> **Your task**: Rewrite the rows beginning with the line that contains "Exercise. Identify the gray" and continuing through the end of the rows, replacing "indicate" with "mark" and leaving everything else unchanged.

[Object position labeling entries]
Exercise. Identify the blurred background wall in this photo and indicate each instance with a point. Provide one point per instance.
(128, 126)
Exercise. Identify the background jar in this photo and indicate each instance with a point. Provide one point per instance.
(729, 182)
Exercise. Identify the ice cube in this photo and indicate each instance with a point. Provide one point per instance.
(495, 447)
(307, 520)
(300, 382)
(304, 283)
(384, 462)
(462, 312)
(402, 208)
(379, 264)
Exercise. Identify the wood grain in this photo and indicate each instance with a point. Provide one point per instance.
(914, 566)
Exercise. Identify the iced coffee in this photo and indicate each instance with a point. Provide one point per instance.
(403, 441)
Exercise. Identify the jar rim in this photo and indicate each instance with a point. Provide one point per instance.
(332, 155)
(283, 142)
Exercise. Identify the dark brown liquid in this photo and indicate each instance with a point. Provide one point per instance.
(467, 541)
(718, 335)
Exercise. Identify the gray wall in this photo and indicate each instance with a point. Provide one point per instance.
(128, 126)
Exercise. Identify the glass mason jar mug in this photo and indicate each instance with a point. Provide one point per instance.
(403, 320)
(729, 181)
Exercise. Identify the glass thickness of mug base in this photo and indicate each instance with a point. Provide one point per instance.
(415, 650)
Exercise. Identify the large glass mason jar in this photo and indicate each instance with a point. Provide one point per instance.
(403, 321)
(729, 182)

> **Exercise answer**:
Exercise. Identify the gray wall in this photo and mark each instance with a point. Provide one point per instance.
(128, 126)
Exercise. Identify the glass mason jar mug in this photo and mark each instance with a point. Provide one point per instance.
(403, 320)
(729, 181)
Exercise. Identify the glass thickness of mug base in this photo and mark each instance with a point. Provide one point per instance.
(415, 650)
Exercise. Identify the large glass mason jar in this photo and mark each instance with a point. Provide one point per instance.
(403, 321)
(729, 182)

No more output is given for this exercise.